Instructions for the task:
Let the output be exactly the lines from the one containing "Query: city street" through the end of the records below, both included.

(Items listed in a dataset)
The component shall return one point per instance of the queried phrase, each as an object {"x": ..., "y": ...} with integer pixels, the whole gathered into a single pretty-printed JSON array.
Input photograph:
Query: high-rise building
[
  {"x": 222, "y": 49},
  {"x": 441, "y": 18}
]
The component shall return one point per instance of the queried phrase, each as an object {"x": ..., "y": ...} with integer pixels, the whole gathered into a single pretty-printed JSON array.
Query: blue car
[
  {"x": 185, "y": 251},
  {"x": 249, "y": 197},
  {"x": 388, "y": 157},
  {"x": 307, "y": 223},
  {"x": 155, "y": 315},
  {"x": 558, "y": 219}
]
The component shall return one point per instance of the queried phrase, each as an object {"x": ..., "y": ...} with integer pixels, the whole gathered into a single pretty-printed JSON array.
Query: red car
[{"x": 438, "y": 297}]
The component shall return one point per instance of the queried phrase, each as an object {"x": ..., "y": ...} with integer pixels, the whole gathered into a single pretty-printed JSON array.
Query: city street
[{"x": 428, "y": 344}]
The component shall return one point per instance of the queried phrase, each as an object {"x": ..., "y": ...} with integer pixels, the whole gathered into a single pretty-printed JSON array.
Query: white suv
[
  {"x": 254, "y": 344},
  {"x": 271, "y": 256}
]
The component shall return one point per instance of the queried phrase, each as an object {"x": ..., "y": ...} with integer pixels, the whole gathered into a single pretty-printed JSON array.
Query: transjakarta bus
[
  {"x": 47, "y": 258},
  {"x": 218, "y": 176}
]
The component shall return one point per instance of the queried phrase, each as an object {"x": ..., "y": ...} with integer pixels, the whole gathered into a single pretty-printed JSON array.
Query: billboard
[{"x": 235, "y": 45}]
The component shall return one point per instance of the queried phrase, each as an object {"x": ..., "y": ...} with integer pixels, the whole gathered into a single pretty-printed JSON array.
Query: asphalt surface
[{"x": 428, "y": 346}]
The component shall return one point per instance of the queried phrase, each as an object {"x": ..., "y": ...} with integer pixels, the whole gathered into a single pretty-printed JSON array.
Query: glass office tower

Response area:
Query: city street
[{"x": 428, "y": 344}]
The component shall return one point per instance of the queried phrase, each as an object {"x": ..., "y": ...} with integer pixels, the whole gathered into a single pretty-printed JSON array.
Query: white suv
[
  {"x": 254, "y": 344},
  {"x": 271, "y": 256}
]
The component shall return one point per instance of the queried phrase, each as an object {"x": ..., "y": ...} with integer pixels, the whole gathered into a single pretty-printed JSON array.
Query: transjakarta bus
[
  {"x": 47, "y": 258},
  {"x": 218, "y": 176}
]
The component shall return one point per instance of the queried phrase, each as an object {"x": ..., "y": ...} with integer pixels, the whole gathered into a single pretty-printed JSON array.
Query: billboard
[{"x": 235, "y": 45}]
The component shall return one point per instance of the queried phrase, each as an object {"x": ..., "y": ...} with integer pixels, the whole gathered into a single pretty-printed JSON array.
Query: asphalt surface
[{"x": 428, "y": 346}]
The component shall return one point per instance of the queried phrase, each as an object {"x": ..., "y": ...} with integer pixels, the whole gathered into a single pretty-printed JSON array.
Query: glass office tower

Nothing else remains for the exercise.